> Instructions for the task: Among the entries below, find every line that has "cloudy" and pull it out.

Items from a dataset:
++++

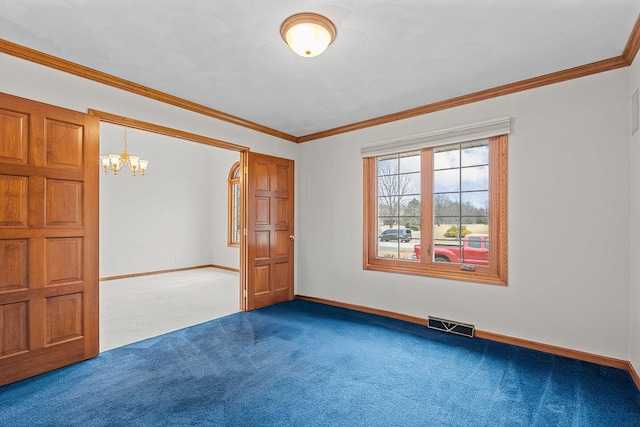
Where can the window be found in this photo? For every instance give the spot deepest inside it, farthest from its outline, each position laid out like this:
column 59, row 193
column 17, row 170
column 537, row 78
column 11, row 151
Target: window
column 433, row 211
column 234, row 206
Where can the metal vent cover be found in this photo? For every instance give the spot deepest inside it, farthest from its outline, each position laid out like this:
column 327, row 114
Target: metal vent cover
column 451, row 326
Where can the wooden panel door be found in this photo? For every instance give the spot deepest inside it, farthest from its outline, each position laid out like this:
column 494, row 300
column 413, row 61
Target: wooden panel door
column 48, row 237
column 269, row 231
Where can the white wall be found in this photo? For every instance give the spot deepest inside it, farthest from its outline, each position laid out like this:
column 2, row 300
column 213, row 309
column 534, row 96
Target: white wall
column 568, row 220
column 634, row 232
column 175, row 216
column 43, row 84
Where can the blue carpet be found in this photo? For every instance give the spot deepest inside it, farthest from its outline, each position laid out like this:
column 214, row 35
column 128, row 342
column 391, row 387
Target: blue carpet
column 306, row 364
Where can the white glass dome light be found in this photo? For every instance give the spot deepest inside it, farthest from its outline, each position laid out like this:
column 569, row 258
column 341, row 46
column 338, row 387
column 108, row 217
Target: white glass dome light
column 308, row 34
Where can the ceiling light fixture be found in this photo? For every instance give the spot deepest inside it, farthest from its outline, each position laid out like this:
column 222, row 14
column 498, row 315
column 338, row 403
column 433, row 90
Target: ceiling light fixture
column 308, row 34
column 116, row 161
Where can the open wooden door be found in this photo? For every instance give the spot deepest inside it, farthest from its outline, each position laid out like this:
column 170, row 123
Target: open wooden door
column 270, row 236
column 48, row 237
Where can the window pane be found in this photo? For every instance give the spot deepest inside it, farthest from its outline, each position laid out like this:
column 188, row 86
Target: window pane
column 235, row 212
column 388, row 207
column 446, row 180
column 446, row 157
column 398, row 184
column 474, row 156
column 461, row 203
column 446, row 204
column 475, row 203
column 410, row 162
column 475, row 178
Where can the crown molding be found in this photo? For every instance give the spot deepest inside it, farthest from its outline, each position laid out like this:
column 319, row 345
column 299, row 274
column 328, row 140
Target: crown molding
column 51, row 61
column 163, row 130
column 633, row 44
column 532, row 83
column 625, row 59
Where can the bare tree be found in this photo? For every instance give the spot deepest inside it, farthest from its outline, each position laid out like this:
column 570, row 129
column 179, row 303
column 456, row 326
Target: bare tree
column 393, row 189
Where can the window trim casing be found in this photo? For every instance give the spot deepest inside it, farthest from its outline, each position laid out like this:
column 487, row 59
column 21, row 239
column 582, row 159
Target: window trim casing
column 234, row 179
column 495, row 273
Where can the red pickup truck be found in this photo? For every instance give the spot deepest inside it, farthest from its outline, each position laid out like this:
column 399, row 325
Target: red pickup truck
column 474, row 250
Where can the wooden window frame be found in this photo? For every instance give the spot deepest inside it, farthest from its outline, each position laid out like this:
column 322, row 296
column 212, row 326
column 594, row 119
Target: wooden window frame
column 234, row 180
column 495, row 273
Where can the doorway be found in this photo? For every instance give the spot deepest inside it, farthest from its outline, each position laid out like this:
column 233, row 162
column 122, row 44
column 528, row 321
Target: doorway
column 171, row 222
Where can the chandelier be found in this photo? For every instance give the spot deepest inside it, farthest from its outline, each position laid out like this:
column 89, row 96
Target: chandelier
column 115, row 162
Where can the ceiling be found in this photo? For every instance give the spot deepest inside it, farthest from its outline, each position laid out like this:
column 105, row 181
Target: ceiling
column 389, row 55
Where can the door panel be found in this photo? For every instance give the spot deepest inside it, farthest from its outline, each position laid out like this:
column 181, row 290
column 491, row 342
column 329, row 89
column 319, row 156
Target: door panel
column 48, row 237
column 269, row 225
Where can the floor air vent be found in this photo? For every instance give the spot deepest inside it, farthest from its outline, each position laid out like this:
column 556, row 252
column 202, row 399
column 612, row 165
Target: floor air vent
column 451, row 326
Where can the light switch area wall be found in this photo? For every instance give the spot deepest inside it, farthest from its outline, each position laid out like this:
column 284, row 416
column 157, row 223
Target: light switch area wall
column 174, row 217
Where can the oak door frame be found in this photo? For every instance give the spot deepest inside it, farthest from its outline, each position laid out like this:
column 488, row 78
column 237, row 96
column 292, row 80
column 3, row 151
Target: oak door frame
column 217, row 143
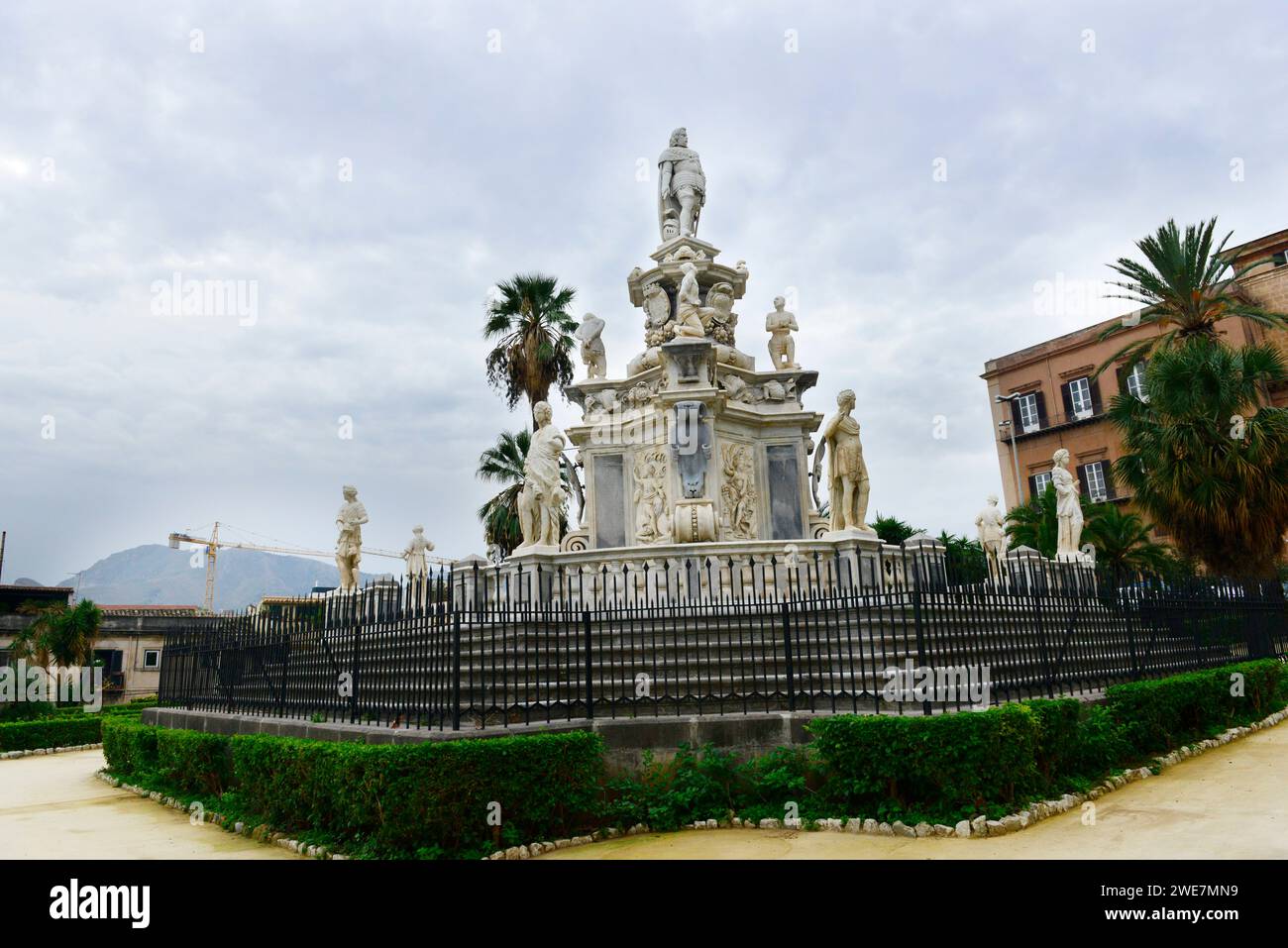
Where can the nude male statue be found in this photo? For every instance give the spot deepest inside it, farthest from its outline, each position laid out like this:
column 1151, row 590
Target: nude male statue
column 780, row 325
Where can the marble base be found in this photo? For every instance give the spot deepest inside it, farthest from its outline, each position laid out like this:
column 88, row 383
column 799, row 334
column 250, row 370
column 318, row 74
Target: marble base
column 850, row 533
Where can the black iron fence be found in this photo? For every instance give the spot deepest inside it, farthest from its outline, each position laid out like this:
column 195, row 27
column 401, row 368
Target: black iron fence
column 901, row 631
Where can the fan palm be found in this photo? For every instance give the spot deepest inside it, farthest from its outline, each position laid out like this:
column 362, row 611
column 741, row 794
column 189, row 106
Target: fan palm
column 892, row 530
column 532, row 329
column 502, row 464
column 59, row 635
column 1186, row 286
column 1205, row 459
column 1124, row 545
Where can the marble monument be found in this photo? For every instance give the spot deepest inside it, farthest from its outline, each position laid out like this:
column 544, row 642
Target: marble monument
column 348, row 545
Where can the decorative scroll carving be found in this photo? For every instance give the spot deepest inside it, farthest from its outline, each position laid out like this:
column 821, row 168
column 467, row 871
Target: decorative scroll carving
column 738, row 494
column 652, row 509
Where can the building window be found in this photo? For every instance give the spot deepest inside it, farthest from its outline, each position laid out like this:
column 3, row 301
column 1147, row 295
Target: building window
column 1080, row 398
column 1136, row 381
column 1029, row 417
column 1095, row 475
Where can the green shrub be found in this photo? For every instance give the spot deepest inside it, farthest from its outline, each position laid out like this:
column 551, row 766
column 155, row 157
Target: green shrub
column 26, row 710
column 50, row 732
column 391, row 800
column 674, row 792
column 194, row 762
column 1162, row 714
column 947, row 767
column 129, row 746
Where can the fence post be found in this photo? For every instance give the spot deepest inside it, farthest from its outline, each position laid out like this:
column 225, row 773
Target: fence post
column 787, row 656
column 286, row 668
column 1131, row 605
column 356, row 635
column 456, row 672
column 590, row 689
column 918, row 620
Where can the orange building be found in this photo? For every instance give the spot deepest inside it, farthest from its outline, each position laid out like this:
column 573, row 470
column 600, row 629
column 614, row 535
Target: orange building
column 1054, row 402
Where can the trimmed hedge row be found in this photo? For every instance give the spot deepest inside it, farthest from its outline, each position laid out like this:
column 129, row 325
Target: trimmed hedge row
column 35, row 725
column 391, row 800
column 434, row 798
column 51, row 732
column 1172, row 711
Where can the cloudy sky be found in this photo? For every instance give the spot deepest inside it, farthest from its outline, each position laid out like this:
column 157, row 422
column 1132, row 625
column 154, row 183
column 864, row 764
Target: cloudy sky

++++

> Task response:
Where can the cloudy sky be found in this photo? For every instance give the spot deepest inside it, farthest from its outline, each position laid out like this:
Target: cloudy sky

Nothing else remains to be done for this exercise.